Repeat the records below word for word.

Records shown Block Start

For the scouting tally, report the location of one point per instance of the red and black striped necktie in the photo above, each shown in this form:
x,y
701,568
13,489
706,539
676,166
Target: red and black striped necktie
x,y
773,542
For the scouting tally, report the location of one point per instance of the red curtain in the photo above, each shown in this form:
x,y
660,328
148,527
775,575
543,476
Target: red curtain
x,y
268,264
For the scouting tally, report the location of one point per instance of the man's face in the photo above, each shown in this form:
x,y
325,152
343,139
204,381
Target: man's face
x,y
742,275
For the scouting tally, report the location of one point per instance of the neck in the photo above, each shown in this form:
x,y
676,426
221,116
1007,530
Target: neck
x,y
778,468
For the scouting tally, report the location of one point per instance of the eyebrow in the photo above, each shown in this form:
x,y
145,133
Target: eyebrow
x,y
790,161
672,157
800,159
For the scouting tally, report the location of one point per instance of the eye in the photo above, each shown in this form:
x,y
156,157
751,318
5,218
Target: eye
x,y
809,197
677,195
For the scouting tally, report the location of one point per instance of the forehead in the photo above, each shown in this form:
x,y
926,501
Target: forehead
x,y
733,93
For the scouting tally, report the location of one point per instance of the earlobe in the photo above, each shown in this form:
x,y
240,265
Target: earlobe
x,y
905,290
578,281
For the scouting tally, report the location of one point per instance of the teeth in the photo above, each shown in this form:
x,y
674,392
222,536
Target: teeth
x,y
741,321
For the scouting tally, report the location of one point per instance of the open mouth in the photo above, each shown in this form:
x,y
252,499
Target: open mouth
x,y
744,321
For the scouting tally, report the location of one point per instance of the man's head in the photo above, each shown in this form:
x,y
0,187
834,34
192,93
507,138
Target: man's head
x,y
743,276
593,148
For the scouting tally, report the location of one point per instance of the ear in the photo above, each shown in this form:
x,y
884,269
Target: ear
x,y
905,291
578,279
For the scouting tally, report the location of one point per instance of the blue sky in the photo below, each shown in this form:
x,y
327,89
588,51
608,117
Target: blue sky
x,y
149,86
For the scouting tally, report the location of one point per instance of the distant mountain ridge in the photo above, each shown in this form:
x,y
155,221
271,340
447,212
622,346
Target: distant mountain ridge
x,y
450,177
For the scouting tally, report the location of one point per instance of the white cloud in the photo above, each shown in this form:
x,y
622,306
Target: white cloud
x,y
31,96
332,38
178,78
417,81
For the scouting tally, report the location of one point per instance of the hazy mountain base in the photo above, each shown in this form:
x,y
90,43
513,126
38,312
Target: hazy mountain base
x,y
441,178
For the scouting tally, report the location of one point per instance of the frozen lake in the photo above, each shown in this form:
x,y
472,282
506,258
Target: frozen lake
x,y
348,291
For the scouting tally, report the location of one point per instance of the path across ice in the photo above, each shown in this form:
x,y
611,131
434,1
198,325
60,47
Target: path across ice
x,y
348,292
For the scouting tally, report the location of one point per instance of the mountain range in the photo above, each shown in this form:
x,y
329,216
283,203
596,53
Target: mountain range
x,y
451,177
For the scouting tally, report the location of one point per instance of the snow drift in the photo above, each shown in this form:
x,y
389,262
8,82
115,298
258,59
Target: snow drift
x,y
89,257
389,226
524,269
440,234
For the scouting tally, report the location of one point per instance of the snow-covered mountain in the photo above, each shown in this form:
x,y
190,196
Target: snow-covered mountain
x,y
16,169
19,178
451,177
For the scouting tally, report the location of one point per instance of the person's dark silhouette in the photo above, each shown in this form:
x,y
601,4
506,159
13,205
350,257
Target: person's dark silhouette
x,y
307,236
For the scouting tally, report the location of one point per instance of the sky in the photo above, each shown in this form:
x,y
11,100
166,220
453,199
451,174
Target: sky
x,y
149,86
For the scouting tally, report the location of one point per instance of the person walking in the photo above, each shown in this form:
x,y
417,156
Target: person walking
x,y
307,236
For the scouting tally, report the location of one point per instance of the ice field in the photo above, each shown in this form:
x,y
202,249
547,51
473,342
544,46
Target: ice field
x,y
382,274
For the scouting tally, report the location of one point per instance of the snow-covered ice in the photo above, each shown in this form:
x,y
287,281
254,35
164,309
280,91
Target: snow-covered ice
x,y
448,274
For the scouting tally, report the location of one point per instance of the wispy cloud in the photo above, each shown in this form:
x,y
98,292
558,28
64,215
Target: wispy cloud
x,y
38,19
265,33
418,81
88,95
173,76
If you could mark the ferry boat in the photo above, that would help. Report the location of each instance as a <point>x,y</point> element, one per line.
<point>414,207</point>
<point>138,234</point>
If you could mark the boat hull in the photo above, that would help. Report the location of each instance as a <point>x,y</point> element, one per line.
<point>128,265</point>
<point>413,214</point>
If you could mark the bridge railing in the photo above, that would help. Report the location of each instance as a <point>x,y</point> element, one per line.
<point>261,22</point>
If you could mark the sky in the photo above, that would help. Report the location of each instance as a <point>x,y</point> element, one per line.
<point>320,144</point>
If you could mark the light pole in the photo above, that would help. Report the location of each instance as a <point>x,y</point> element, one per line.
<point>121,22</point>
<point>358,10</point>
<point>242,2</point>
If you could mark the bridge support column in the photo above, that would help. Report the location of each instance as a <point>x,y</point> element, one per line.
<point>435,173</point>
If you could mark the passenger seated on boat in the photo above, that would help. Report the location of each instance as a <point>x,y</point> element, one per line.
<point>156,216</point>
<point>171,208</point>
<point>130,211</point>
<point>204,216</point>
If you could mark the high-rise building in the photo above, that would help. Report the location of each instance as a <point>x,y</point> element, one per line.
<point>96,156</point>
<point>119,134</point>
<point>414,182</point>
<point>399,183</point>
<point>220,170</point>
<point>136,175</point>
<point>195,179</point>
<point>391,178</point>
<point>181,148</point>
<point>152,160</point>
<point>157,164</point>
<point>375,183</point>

Records shown Block End

Output below
For the scouting tally, report the location of one point per instance of the red and black striped necktie in the photo above, each shown in this form:
x,y
701,568
13,489
706,539
676,166
Target: red and black striped necktie
x,y
773,542
For the scouting tally, report the location of one point per instance of the red curtain in the photo above, each shown in this form:
x,y
660,328
148,527
775,575
543,476
Target: red curtain
x,y
268,264
For the scouting tally, report the location of one point per instance of the man's face in the photo above, each shown in this form:
x,y
325,152
343,139
204,381
Target: man's face
x,y
742,275
For the scouting tally, report the location of one point per instance of the neck in the photo above, each shown in this form:
x,y
676,426
221,116
1007,530
Target: neck
x,y
778,468
For the scouting tally, report the location of one point per instance of the eyebrow in the photo above, each shown in this form:
x,y
145,133
Target: eyebrow
x,y
790,161
672,157
800,159
For the scouting tally, report the location of one point per instance of the eye in the photo above, each shown in this form:
x,y
156,157
751,318
5,218
Target: eye
x,y
809,197
677,195
For the scouting tally, report the location of one point per instance of the forehead in the photo above, each shown in this form:
x,y
926,501
Target: forehead
x,y
733,93
For the scouting tally, report the location of one point per instance of the earlobe in the photo above, each shown in this form:
x,y
240,265
Target: earlobe
x,y
905,290
578,281
For the scouting tally, report the location of one point per instance of the teeth in the photo above, each shown in this form:
x,y
674,392
222,536
Target: teeth
x,y
741,321
For the scouting tally, report the location of one point per instance of the open mouth in the photo above, each shown in this form:
x,y
252,499
Target: open mouth
x,y
744,321
For the scouting tally, report the location of one point per instance of the man's head in the photo above, each shown in this form:
x,y
0,187
834,34
192,93
507,138
Target: man's head
x,y
743,276
593,148
For the scouting tally, report the location of one point per instance of the ear in the photo above, each shown in this form:
x,y
884,269
Target: ear
x,y
905,291
578,279
For the scouting tally, report the location of one point per instance of the blue sky in the photo below, each shown in this form:
x,y
327,89
588,51
608,117
Target: blue sky
x,y
149,86
For the scouting tally, report the location of one point per instance of the distant mountain ridge in the photo above, each shown in this form:
x,y
155,221
271,340
447,212
622,346
Target: distant mountain ridge
x,y
450,177
For the scouting tally, report the location of one point per instance of the white cloud in the photo above, each shown in this form:
x,y
622,306
Target: white cloud
x,y
31,96
332,38
178,78
417,81
For the scouting tally, report the location of one point per instance of the hazy mountain base in the photo above, each shown in this form:
x,y
90,43
513,126
38,312
Target: hazy mountain base
x,y
441,178
For the scouting tally, report the location of one point per instance of the frozen lake in the photo above, each shown in this form:
x,y
472,282
506,258
Target: frozen lake
x,y
348,291
For the scouting tally, report the location of one point per instance of the path across ice in the photo above, each shown in this form:
x,y
611,131
434,1
198,325
60,47
Target: path across ice
x,y
348,292
For the scouting tally, report the location of one point per instance of the mountain range in the photo above, each shown in this form:
x,y
329,216
283,203
596,53
Target: mountain range
x,y
451,177
For the scouting tally, report the location of one point per instance of the snow drift in the photo above, each shown in this form:
x,y
389,262
8,82
115,298
258,59
Target: snow drift
x,y
89,257
389,226
524,269
440,234
For the scouting tally, report the location of one point per instance of the snow-covered mountain in the photo above, each shown in this form:
x,y
190,196
Target: snow-covered mountain
x,y
16,169
19,178
451,177
For the scouting tally, report the location of one point per instance of the person's dark silhouette in the photo above, each shown in this form:
x,y
601,4
506,159
13,205
350,257
Target: person's dark silhouette
x,y
307,236
For the scouting tally, report the location of one point per instance of the sky in the photo above, each shown in this form:
x,y
11,100
166,220
453,199
451,174
Target: sky
x,y
149,86
For the scouting tally, report the location of one point per instance of the person walking in the photo above, each shown in this form:
x,y
417,156
Target: person walking
x,y
307,236
For the scouting tally, report the location of one point per instance of the ice field in the photo above, each shown in this form:
x,y
202,249
547,51
473,342
544,46
Target: ice field
x,y
382,274
For the scouting tally, report the location of one point per instance of the snow-covered ice in the photo above, each shown in this form:
x,y
287,281
254,35
164,309
280,91
Target: snow-covered ice
x,y
448,274
For the scouting tally, report the location of one point per instance of the wispy cloud in the photo above, each shown in this form:
x,y
98,292
558,28
64,215
Target: wispy cloud
x,y
38,19
265,33
418,81
88,95
173,76
If you could mark the ferry boat in the photo above, that would help. Report the location of each instance as a <point>x,y</point> element, one per line.
<point>414,207</point>
<point>138,234</point>
If you could mark the boat hull in the photo above, that would help. Report the location of each instance as a <point>x,y</point> element, one per line.
<point>128,265</point>
<point>413,214</point>
If you could mark the bridge railing in the photo above, that would help. Report the location of each instance as a <point>x,y</point> element, one per line.
<point>261,22</point>
If you could mark the sky in the photo above, that would help. Report the location of each instance as a <point>x,y</point> element, one per line.
<point>320,144</point>
If you could mark the light pole in the photo above, that would help. Report the location of each instance as a <point>x,y</point> element, one per line.
<point>121,22</point>
<point>358,10</point>
<point>242,2</point>
If you could mark the bridge support column in the photo above, that would help. Report the location of each instance as a <point>x,y</point> element, one per line.
<point>435,173</point>
If you could mark the passenger seated on boat in the photo above, that would help. Report the location of each instance as a <point>x,y</point> element, one per line.
<point>156,216</point>
<point>171,208</point>
<point>130,211</point>
<point>204,216</point>
If you could mark the high-rise building in the photo above, that would help. Report the location of each instance as a <point>x,y</point> element, one per line.
<point>96,156</point>
<point>119,134</point>
<point>414,182</point>
<point>399,183</point>
<point>220,170</point>
<point>136,175</point>
<point>195,179</point>
<point>391,178</point>
<point>181,148</point>
<point>152,160</point>
<point>157,164</point>
<point>375,183</point>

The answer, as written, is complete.